■ EXERCISE DETAILS ■
Copy the part of the entries that opens with the line containing "Find the woman's shoulder;" and closes with the line containing "[[[67,55],[62,52],[38,51],[36,54],[37,85],[54,85],[64,79]]]", both lines included, keeping every request line unchanged. In the answers, multiply each polygon vertex coordinate by 1.6 and round it to a whole number, with halves rounded up.

■ PROVIDED ENTRIES ■

**********

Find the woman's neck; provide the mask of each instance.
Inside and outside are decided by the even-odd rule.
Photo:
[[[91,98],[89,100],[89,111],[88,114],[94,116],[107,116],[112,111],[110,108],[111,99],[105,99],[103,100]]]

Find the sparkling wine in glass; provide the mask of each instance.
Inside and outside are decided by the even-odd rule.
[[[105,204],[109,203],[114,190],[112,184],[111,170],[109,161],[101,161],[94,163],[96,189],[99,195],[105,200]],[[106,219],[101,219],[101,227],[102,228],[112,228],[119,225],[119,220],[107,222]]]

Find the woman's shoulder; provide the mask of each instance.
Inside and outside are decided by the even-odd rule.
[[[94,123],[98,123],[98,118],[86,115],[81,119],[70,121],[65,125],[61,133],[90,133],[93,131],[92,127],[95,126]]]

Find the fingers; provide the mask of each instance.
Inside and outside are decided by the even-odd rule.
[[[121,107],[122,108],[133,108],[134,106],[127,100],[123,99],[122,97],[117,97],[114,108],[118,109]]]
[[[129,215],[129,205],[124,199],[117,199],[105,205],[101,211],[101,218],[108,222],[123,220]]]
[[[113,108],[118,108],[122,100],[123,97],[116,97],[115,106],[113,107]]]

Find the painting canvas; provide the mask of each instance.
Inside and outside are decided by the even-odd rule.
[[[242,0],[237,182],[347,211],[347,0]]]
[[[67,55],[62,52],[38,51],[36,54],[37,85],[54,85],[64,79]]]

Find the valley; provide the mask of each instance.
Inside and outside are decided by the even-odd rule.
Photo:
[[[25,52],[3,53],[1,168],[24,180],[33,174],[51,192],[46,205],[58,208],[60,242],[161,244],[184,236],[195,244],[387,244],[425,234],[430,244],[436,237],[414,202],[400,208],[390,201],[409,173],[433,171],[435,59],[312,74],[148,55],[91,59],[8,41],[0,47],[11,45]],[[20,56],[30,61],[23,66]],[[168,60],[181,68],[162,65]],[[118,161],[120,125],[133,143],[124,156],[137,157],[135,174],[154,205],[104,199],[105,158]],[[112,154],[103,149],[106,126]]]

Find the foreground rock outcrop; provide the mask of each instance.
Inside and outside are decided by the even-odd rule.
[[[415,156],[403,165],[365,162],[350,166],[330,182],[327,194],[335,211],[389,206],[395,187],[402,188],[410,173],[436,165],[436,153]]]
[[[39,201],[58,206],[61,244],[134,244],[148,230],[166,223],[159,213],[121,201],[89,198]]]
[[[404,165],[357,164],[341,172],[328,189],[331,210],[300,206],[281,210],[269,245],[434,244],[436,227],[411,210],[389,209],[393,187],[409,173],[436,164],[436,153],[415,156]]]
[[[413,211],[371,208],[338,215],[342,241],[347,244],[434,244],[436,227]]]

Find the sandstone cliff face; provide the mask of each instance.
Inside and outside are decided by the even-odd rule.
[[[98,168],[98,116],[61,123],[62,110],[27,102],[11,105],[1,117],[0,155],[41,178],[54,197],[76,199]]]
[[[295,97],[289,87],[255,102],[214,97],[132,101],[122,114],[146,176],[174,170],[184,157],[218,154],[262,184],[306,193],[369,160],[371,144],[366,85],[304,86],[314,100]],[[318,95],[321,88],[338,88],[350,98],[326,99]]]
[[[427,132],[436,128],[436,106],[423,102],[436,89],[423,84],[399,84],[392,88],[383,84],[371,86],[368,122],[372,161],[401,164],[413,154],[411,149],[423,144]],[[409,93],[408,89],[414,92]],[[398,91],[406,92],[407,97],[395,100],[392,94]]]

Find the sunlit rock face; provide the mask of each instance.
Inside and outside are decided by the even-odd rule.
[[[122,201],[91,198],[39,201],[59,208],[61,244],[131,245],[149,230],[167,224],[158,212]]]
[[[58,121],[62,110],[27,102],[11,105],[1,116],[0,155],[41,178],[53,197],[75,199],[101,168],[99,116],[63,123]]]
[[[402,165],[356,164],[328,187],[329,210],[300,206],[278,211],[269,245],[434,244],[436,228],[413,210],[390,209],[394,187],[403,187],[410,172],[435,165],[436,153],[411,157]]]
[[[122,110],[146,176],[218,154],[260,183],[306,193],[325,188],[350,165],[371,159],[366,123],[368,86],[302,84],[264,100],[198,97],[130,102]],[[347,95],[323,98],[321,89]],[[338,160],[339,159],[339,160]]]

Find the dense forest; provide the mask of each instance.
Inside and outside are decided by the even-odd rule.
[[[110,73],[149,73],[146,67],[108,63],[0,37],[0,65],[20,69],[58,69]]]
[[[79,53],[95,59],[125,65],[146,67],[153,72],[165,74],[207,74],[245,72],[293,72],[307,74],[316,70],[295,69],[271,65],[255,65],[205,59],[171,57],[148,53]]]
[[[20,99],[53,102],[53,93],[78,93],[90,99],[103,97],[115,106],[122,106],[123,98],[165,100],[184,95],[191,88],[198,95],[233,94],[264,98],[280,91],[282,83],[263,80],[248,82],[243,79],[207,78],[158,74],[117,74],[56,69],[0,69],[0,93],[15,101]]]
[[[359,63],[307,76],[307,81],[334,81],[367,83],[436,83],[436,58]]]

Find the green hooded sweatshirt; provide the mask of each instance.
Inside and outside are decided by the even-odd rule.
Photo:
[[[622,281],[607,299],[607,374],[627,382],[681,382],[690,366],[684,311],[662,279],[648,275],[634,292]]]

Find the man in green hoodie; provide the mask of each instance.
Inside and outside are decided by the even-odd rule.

**********

■ EXERCISE OUTPUT ■
Find the woman's shoulder; provide the mask of each instance.
Inside and outside are decided by the even-odd rule.
[[[150,197],[157,197],[157,189],[138,184],[130,190],[112,194],[104,200],[98,213],[144,213],[149,210],[147,203],[152,202]]]

Find the fingers; provide the mask of each instance.
Inside and outside are decided by the even-odd rule.
[[[194,171],[195,173],[213,173],[214,170],[203,160],[197,158],[195,155],[187,155],[182,173],[189,174]]]
[[[206,344],[206,328],[198,318],[187,318],[168,328],[162,338],[162,349],[173,355],[197,352]]]
[[[181,173],[189,173],[195,160],[197,155],[186,155],[184,170],[181,171]]]

Find the painting canvas; provide the mask of each instance.
Inside and outside are decided by the even-odd rule.
[[[387,0],[379,291],[555,338],[555,0]]]
[[[107,88],[99,83],[61,82],[58,86],[59,136],[86,136],[102,126]]]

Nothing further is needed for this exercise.